• Supplied text
>>

# Twin 60 Elgin eBay!



## widpanic02 (Feb 6, 2013)

I don't think this bike will sell at 3500.


----------



## prewarbikes4sale (Feb 6, 2013)

*NOT a twin 60*



widpanic02 said:


> I don't think this bike will sell at 3500.




NOT a twin 60


----------



## Nickinator (Feb 6, 2013)

prewarbikes4sale said:


> NOT a twin 60




Agreed just a 20-30 with a factory ordered  add on tank.


----------



## catfish (Feb 6, 2013)

It's always good to post the link.....

http://www.ebay.com/itm/Vintage-Elg...997?pt=LH_DefaultDomain_0&hash=item3f21e991d5


----------



## Freqman1 (Feb 6, 2013)

More than likely a 20 with the tank added at some time in its life along with the rack, guard, and fenders. I'm not seeing $3500 worth. The 60 is a whole different animal than this one. V/r Shawn


----------



## fordmike65 (Feb 6, 2013)

Agreed. Nice with some nice parts, but a $3500 starting bid?? Nope.


----------



## widpanic02 (Feb 6, 2013)

*!*

I know it's good to post a link but I figure most of you are big boys and can find it yourselves .? But the main reason I didn't post is because every time I click in someone's it doesn't work. Anyone else have that problem. And yes after looking at it Better not a 60 wrong rack no speedometer etc but I still the starting price even if it was a decked out 60 would be kinda on the high side. I think. 1200 would have been a good starting price on this one . But what do I know.


----------



## prewarbikes4sale (Feb 6, 2013)

*Twin 60 Value*



widpanic02 said:


> I know it's good to post a link but I figure most of you are big boys and can find it yourselves .? But the main reason I didn't post is because every time I click in someone's it doesn't work. Anyone else have that problem. And yes after looking at it Better not a 60 wrong rack no speedometer etc but I still the starting price even if it was a decked out 60 would be kinda on the high side. I think. 1200 would have been a good starting price on this one . But what do I know.




A "decked out Twin 60 " would be worth at least twice the opening bid!


----------



## Freqman1 (Feb 6, 2013)

I think the last 60 I heard of trading hands was for about $8500 and I've heard asking prices as high as $12k. V/r Shawn


----------



## fordmike65 (Feb 6, 2013)

<<

• Written problem 1
Which distinct money amounts are mentioned in the Twin 60 Elgin thread? List each once.
• Written problem 2
Carry on the Twin 60 Elgin thread from the point where it stops.

• Rows
>>

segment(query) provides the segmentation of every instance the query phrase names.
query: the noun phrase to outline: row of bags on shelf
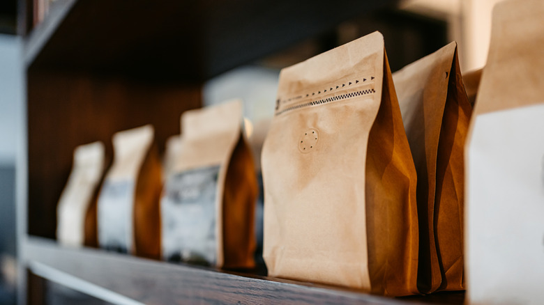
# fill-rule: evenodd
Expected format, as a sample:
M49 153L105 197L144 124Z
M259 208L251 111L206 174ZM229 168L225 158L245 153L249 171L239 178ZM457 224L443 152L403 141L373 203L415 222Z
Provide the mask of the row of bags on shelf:
M538 1L497 6L474 105L455 42L392 75L375 32L283 69L262 154L269 274L392 296L468 287L476 302L541 293L527 288L544 274L543 14ZM257 184L241 113L184 114L163 188L151 127L116 134L100 246L252 267ZM91 194L100 175L89 172ZM70 187L59 233L82 198L66 199Z
M58 205L57 239L150 258L253 267L258 185L241 119L239 101L183 113L183 136L169 139L162 162L152 125L117 132L105 175L103 143L77 147Z

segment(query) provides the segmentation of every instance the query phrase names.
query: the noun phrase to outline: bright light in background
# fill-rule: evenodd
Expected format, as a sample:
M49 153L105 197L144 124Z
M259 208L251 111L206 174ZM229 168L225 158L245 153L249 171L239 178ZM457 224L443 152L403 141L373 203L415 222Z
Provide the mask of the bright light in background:
M404 0L401 9L448 22L448 38L459 45L461 69L485 65L493 6L504 0Z

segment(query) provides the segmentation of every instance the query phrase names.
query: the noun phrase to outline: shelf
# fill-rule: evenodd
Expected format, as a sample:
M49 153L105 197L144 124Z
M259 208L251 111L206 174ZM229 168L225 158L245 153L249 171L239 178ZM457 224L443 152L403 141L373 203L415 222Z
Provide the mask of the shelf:
M393 299L333 287L150 260L29 237L35 274L116 304L462 304L463 294Z
M27 68L202 81L396 0L59 0Z

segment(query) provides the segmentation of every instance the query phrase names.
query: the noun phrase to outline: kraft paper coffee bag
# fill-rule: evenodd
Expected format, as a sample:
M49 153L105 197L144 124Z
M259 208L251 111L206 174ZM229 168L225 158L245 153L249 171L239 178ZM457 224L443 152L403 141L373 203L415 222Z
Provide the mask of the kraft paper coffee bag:
M467 298L544 300L544 2L493 12L465 150Z
M153 138L149 125L114 134L114 161L98 204L103 248L160 257L161 169Z
M164 259L254 266L257 182L241 103L183 113L181 149L161 199Z
M262 162L270 276L418 293L416 173L380 33L282 70Z
M463 150L472 111L457 44L393 75L418 173L418 286L422 292L464 289Z
M104 172L104 144L77 146L57 208L56 239L70 246L97 246L96 197Z

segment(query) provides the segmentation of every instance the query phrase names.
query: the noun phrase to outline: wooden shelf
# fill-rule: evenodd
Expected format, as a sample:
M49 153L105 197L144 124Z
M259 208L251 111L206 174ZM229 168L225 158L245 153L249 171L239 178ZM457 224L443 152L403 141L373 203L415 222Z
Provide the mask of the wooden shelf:
M27 68L202 81L396 0L59 0Z
M390 298L334 287L174 265L29 237L31 272L116 304L462 304L463 294Z

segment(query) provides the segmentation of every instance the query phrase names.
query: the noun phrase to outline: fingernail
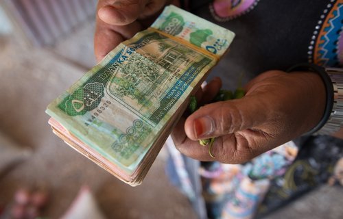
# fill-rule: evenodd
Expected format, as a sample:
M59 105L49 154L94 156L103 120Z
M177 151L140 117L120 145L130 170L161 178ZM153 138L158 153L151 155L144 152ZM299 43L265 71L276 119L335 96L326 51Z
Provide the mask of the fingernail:
M204 137L214 131L214 120L210 116L204 116L193 122L193 127L196 138Z

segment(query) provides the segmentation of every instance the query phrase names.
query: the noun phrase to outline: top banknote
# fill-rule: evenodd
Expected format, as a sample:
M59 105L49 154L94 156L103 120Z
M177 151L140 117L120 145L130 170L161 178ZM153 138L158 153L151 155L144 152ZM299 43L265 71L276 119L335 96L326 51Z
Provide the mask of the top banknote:
M50 103L47 113L67 130L64 138L130 183L123 176L146 172L149 166L142 166L152 162L145 159L156 157L154 149L161 149L189 96L233 38L167 6L150 27L118 45Z

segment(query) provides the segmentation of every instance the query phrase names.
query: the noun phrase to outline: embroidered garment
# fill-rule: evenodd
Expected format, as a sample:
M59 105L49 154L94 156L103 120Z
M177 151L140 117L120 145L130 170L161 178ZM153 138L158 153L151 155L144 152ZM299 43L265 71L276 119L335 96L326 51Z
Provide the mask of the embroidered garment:
M220 77L224 88L234 90L242 73L247 82L297 63L343 64L343 0L187 2L192 12L236 34L230 52L209 77ZM320 184L343 182L342 140L311 136L294 142L230 165L186 157L169 139L167 172L200 218L261 218Z

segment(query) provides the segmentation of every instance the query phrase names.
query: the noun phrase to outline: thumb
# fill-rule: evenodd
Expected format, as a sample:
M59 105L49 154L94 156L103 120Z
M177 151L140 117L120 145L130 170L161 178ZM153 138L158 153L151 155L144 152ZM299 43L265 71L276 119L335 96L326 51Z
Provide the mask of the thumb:
M265 104L263 99L250 96L209 104L187 118L185 131L196 140L254 128L268 119Z
M142 1L143 3L142 3ZM99 9L97 15L113 25L126 25L136 21L145 7L147 1L119 1Z

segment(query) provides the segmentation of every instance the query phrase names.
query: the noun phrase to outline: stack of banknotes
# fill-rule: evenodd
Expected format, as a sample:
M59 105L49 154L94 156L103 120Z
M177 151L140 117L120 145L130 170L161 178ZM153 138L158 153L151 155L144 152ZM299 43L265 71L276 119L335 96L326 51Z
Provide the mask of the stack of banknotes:
M235 34L173 5L51 103L54 132L123 181L141 183Z

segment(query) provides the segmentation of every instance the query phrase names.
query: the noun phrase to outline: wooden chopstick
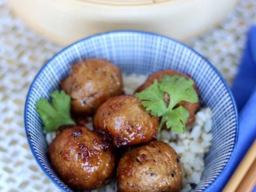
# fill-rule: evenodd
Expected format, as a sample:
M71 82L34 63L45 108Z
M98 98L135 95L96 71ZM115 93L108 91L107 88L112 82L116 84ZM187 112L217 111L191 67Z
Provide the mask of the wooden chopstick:
M256 151L255 151L256 153ZM250 168L236 192L251 192L256 184L256 159Z
M255 169L254 164L256 160L256 139L239 164L223 192L250 192L251 188L253 189L256 184L256 169ZM248 185L249 182L250 182L250 185ZM243 190L236 190L237 189L240 190L241 188L242 188Z

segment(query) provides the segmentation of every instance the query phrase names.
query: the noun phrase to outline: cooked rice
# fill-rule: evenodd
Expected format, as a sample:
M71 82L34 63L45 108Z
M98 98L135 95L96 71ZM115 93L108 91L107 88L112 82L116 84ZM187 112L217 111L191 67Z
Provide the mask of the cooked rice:
M126 94L133 94L135 89L143 83L147 76L143 75L123 74L124 89ZM92 124L87 125L93 129ZM182 165L183 185L182 192L190 191L193 186L200 181L204 167L204 156L211 145L212 134L211 111L209 107L200 109L196 115L193 124L187 127L186 133L176 134L169 130L162 130L158 140L169 144L180 157ZM55 133L46 134L46 140L49 144L56 137ZM113 181L100 188L91 192L115 192L116 183Z

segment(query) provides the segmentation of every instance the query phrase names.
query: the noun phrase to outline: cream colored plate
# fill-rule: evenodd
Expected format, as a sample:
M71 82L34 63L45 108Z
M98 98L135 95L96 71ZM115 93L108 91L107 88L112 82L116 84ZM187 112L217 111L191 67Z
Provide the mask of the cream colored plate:
M76 0L84 2L113 5L142 5L163 3L176 0Z
M184 41L212 27L237 1L7 0L29 26L61 45L116 30L146 31Z

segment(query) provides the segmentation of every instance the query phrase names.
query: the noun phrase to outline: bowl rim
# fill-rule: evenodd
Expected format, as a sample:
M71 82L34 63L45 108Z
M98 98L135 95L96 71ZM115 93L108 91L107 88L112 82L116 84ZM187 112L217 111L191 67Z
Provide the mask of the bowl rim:
M74 2L76 1L78 3L82 4L91 5L93 6L98 5L99 6L102 6L102 7L111 7L116 8L121 7L148 7L148 6L158 6L159 5L164 5L166 4L171 4L171 5L176 5L179 6L181 4L186 3L189 0L162 0L161 1L159 2L158 0L157 1L154 2L152 1L152 2L141 2L139 3L128 3L129 1L127 0L126 2L122 2L118 3L118 1L112 1L112 2L108 2L107 1L94 1L93 0L72 0ZM115 2L113 2L113 1ZM127 30L125 30L127 31Z
M155 37L156 36L156 37L160 37L162 38L165 38L169 40L172 41L174 42L175 42L175 43L178 43L178 44L180 44L181 45L182 45L182 46L184 46L187 49L188 49L188 50L190 50L192 52L195 54L196 55L197 55L198 56L200 57L204 61L206 62L209 66L211 68L211 69L213 69L217 73L217 75L220 77L221 79L221 80L224 83L224 86L225 86L225 88L227 89L227 90L228 91L228 94L229 96L230 97L231 99L232 105L234 107L235 115L236 119L236 135L235 136L235 143L234 144L234 146L233 149L233 150L232 151L231 154L230 154L230 157L229 159L228 160L228 161L226 162L224 167L222 168L222 169L221 171L221 172L219 173L219 175L216 177L216 178L215 178L214 179L214 180L213 180L212 181L211 181L211 183L210 183L210 184L208 186L207 186L207 187L205 188L203 190L203 191L202 191L204 192L207 191L209 189L212 188L213 186L216 183L216 182L218 181L219 180L220 178L222 177L222 176L224 174L225 171L227 169L227 168L230 165L231 162L232 162L232 160L234 157L234 151L236 151L236 146L237 144L237 139L239 135L239 124L238 114L238 113L236 105L236 104L235 99L234 98L233 94L231 92L230 88L229 88L229 86L228 85L226 81L226 80L225 80L223 77L222 76L222 75L221 75L221 74L217 69L217 68L211 63L210 63L210 62L209 61L208 59L206 59L201 54L200 54L199 53L197 52L197 51L196 51L195 50L193 49L192 48L189 47L188 46L187 46L183 43L180 42L176 40L175 39L173 39L171 38L166 36L165 36L164 35L159 35L157 33L151 33L151 32L147 32L147 31L142 31L125 30L112 31L108 31L108 32L106 32L104 33L97 33L96 34L93 35L91 35L87 37L85 37L84 38L82 39L77 41L75 42L74 42L70 44L70 45L66 46L66 47L64 48L61 50L59 52L58 52L57 53L55 54L53 56L52 56L43 66L41 67L41 68L39 70L39 71L38 72L37 75L35 77L32 83L31 83L30 86L28 91L28 94L26 97L26 102L25 103L25 106L24 108L24 126L25 133L26 133L26 137L27 138L28 143L28 146L29 146L30 151L31 151L33 156L33 157L34 158L35 160L37 163L37 164L41 168L41 170L43 171L45 174L46 176L46 177L48 178L48 179L50 179L50 180L52 182L52 183L53 183L56 186L57 186L61 191L67 191L66 190L65 188L64 188L59 184L58 182L56 182L55 179L48 172L48 171L46 170L46 169L45 169L44 166L42 164L42 163L40 161L40 160L39 159L39 158L36 155L35 150L33 148L30 140L30 135L29 133L28 133L28 126L27 126L27 111L28 109L28 103L29 101L28 99L29 98L29 96L30 95L30 93L32 91L32 89L34 85L35 84L36 81L38 79L39 75L44 70L45 68L45 67L46 67L49 65L49 63L50 63L52 60L54 59L56 57L58 56L59 55L61 54L63 52L65 51L66 50L68 49L73 47L77 44L81 42L86 41L88 39L89 39L91 38L93 38L96 37L100 37L101 36L108 35L108 34L118 34L122 33L129 33L131 34L150 35L153 36L155 36Z

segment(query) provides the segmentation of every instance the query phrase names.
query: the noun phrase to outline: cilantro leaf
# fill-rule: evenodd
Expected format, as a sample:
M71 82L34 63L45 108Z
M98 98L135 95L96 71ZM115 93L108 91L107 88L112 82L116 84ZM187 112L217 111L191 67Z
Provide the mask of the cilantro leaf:
M151 86L135 96L143 100L141 104L147 111L151 111L152 115L161 116L166 111L166 105L163 100L163 92L159 89L158 84L155 79Z
M160 83L155 79L152 85L135 96L142 101L142 105L152 115L162 116L159 125L160 131L164 123L171 131L180 133L186 131L185 125L189 116L189 112L182 106L176 108L181 101L190 103L198 102L198 96L193 87L194 81L183 77L165 76ZM166 106L164 93L169 96L169 103Z
M43 125L44 130L52 132L63 125L74 125L70 114L71 98L63 90L54 91L51 94L52 105L44 98L36 102L37 111Z
M180 133L186 131L185 126L189 115L188 111L182 106L180 106L167 112L162 118L166 122L167 128L177 133Z
M168 107L171 109L182 101L190 103L197 102L198 96L193 85L194 81L191 79L187 80L177 75L165 76L159 88L170 96Z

<<

• Task answer 1
3500, 1200, $8500, $12k

• Task answer 2
HOLY MOLY! Guess I'm sticking to my lowly 20...


----------



## Balloontyre (Feb 6, 2013)

http://thecabe.com/vbulletin/showthread.php?19808-Twin-Formation/page2&highlight=twin+formation

See Post #14 midpage, very similar. This bike could be a "Sale Model" or Promo


----------



## babyjesus (Feb 6, 2013)

*T60s*

It does have the aluminium fenders.

I'd give the tank 1g, the fenders 1g, chainguard 400? and 1.5 for the rest is too much.

I saw a set of TB alu fenders with a BIN of 2gs not long ago. They were gone pretty quick too.

Also if you look at the front fender its been reinforced over the fork with bolts on either side by the looks of it.

I can imagine those fens bend and break pretty easy at that point - especially after years of use. You can see the split
on one side actually. I have the exact same break on one of mine. 

So take of a couple/few hundred from the fens then 

3.5 seems high.  Does anyone know about stainless TB tanks? I have one and I've not seen another. They are always painted. I assume mine is aftermarket and being stainless would look good on colour scheme TB. I've not found a reference
to it yet.


----------



## babyjesus (Feb 6, 2013)

*math and english*

lol - that doesn't add up unless those broken fenders got reduced to 600. - and all those prices are the highest possible extreme - even then 3500 is still too much for the whole thing.

and I meant to say stainless would look good on 'any' colour scheme TB.


----------



## rockabillyjay (Feb 6, 2013)

looks like a Twin 30 with extras added. Those poor aluminum fenders didn't stand a chance once the headlight was added on to the front.


----------



## widpanic02 (Feb 6, 2013)

*Had no idea*

Had no idea the 60's brought that much! You can buy 2 original streamlined bluebirds for that much. Wow . I will just stick with my twin 20/30 for now!


----------



## Freqman1 (Feb 6, 2013)

No you can get about one early Blue Bird for that. The '38 BB is a vastly different bike and you could probably get a couple of those, if you could find them, for that. V/r Shawn


----------



## babyjesus (Feb 6, 2013)

rockabillyjay said:


> Those poor aluminum fenders didn't stand a chance once the headlight was added on to the front.




Which sort of proves that it's been pieced together.  A TB with alu fenders would have to have a shroud with a built in light.

It's odd how the tank looks to have original paint and come directly off a red T60 yest the paint on the rest of the bike matches it perfectly. That doesn't support the theory of it being pieced together unless some T30s had the same colour as as some T60s originally.


----------



## widpanic02 (Feb 6, 2013)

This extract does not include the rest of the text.